## [THE TASK]
Gather every line of the material below that contains the word "hillside" and copy each one in full, matching case.

## [DATA PROVIDED]
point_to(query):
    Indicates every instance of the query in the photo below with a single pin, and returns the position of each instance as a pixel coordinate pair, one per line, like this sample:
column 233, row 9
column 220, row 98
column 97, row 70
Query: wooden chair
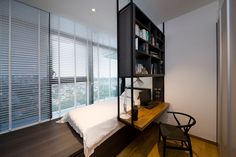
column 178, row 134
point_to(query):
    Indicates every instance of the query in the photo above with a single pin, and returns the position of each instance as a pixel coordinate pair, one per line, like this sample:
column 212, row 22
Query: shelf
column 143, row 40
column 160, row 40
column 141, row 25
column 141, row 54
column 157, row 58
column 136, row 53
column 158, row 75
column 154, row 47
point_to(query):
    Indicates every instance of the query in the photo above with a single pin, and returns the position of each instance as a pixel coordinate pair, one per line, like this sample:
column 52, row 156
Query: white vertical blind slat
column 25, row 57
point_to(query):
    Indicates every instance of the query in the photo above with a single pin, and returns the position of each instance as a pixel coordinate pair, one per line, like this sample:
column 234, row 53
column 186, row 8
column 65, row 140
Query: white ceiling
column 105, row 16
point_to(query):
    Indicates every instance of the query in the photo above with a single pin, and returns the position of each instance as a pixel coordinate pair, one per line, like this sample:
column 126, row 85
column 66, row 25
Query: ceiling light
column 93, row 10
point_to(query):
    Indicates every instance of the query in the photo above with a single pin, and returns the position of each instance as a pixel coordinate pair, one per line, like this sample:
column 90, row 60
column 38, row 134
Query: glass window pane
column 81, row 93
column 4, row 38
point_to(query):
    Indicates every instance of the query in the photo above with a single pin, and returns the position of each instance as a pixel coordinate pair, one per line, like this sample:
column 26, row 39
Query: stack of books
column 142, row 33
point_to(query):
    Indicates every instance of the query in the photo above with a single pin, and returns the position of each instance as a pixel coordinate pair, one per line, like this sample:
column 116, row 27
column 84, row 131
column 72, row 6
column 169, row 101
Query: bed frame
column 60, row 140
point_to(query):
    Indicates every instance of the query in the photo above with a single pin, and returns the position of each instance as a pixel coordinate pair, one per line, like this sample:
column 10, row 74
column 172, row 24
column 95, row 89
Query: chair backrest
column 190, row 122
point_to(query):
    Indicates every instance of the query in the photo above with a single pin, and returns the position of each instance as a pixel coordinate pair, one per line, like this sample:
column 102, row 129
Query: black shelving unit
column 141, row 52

==

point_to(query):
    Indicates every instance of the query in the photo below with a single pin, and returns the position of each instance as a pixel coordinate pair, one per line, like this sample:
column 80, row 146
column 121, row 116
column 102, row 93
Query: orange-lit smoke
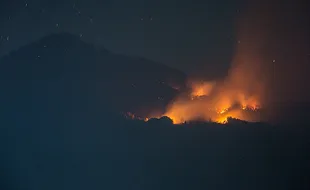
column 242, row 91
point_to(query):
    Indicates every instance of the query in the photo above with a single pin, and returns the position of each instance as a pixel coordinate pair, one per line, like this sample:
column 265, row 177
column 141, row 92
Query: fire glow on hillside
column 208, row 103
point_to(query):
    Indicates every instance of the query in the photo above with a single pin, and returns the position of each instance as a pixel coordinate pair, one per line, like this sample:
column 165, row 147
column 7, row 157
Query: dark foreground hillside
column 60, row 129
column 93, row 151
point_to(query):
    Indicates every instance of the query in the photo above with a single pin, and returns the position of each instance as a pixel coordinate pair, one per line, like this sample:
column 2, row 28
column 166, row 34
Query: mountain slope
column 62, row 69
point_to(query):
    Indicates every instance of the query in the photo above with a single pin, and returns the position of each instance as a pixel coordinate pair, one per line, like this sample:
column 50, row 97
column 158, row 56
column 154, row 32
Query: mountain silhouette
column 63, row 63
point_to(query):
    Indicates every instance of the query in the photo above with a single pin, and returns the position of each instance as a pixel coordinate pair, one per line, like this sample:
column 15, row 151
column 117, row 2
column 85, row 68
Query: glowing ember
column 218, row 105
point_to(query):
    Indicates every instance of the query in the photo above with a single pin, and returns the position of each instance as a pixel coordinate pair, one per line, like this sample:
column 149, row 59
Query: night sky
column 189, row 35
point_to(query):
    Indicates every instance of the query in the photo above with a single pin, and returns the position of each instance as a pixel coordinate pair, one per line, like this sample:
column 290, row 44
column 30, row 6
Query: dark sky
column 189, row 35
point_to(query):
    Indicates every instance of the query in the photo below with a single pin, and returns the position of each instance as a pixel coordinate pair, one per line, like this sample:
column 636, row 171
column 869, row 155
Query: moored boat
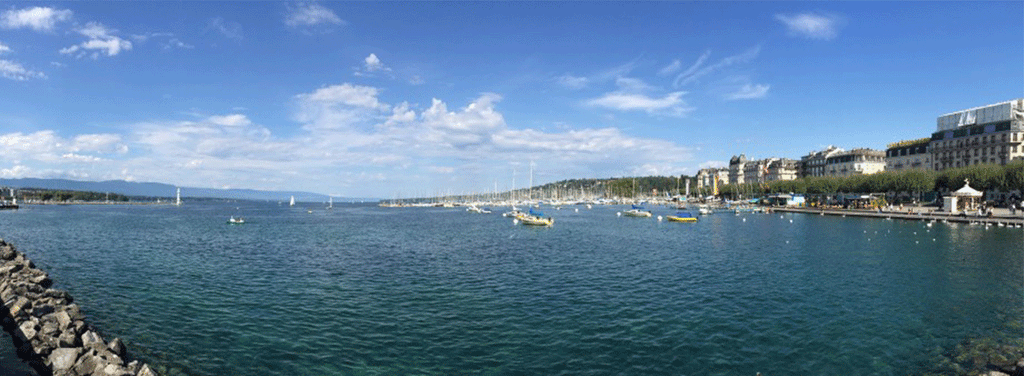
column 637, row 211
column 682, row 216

## [FINAL RESULT]
Query: fire glow on hillside
Query: dark foreground hillside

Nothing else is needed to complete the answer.